STATED PROBLEM A.
Quote the passage on IT and the business between "Be the business" and "separate shared service.", inclusive.

DOCUMENT TEXT.
There has always been an interesting dynamic between IT and most other organizations. Spend a day or two in the average IT shop, and you'll hear of a seemingly distant and often nefarious entity referred to in hushed tones as "The Business." When discussing a new system, you might hear about how "The Business" has made an unreasonable request, or "The Business" is recommending a new technology without having consulted IT. As an outsider, you'd be forgiven for picturing a giant or mythical beast, but the speaker is actually referring to his or her colleagues from outside IT. Here are three tips for working with The Business.
Be the business
While it's easy to take an "us versus them" stance when you're in a support function like IT, it's imperative that as leaders and IT managers we remember that we're part of the business. IT simply cannot exist without functions like sales, marketing, and finance, and in an increasingly technology-driven environment oftentimes these entities could not function without IT support.
In the best-run IT shops, IT is an active player in strategic and tactical business decisions and leverages technology to accomplish business objectives, rather than standing by and waiting to be summoned to deliver an IT project of some sort. This role will become increasingly important as commodity infrastructure and services shift to the cloud, and traditional corporate IT risks extinction unless it can function as a core part of the business rather than a separate shared service.

STATED PROBLEM B.
Please pull out every line of the records below that contains the word "light", treating uppercase and lowercase as different.

Stored data:
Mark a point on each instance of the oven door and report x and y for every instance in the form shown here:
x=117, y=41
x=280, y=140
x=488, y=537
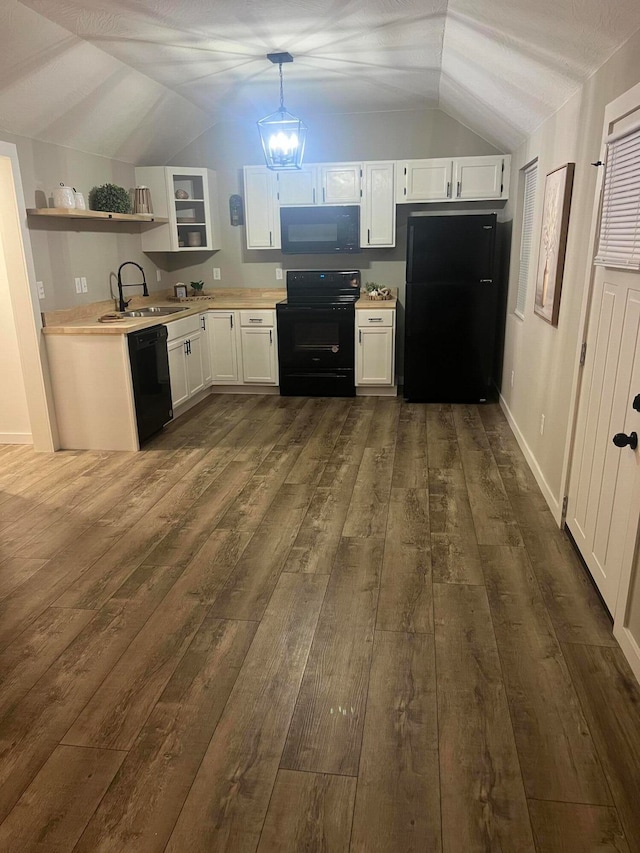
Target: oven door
x=316, y=337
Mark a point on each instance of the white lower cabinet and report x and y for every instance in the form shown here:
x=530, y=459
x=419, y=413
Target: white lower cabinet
x=243, y=347
x=223, y=347
x=178, y=372
x=259, y=347
x=375, y=346
x=205, y=350
x=184, y=346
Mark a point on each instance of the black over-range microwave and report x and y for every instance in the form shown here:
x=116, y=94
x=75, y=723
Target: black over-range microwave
x=321, y=230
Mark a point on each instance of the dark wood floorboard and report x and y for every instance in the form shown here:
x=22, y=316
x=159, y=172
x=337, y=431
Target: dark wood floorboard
x=297, y=624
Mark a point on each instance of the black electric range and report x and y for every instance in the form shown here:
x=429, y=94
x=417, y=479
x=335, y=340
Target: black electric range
x=316, y=333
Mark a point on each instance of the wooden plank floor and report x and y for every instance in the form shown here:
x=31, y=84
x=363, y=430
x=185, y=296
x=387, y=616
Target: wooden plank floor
x=305, y=625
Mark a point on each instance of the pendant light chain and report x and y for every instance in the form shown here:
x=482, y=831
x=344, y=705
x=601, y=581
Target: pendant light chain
x=281, y=91
x=282, y=135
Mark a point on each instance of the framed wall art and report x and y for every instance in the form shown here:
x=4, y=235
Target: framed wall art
x=553, y=242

FULL RESPONSE A.
Be the business
While it's easy to take an "us versus them" stance when you're in a support function like IT, it's imperative that as leaders and IT managers we remember that we're part of the business. IT simply cannot exist without functions like sales, marketing, and finance, and in an increasingly technology-driven environment oftentimes these entities could not function without IT support.
In the best-run IT shops, IT is an active player in strategic and tactical business decisions and leverages technology to accomplish business objectives, rather than standing by and waiting to be summoned to deliver an IT project of some sort. This role will become increasingly important as commodity infrastructure and services shift to the cloud, and traditional corporate IT risks extinction unless it can function as a core part of the business rather than a separate shared service.

FULL RESPONSE B.
Mark a point on each instance of the pendant light chain and report x and y for every instance in the form shown here:
Target: pendant light chain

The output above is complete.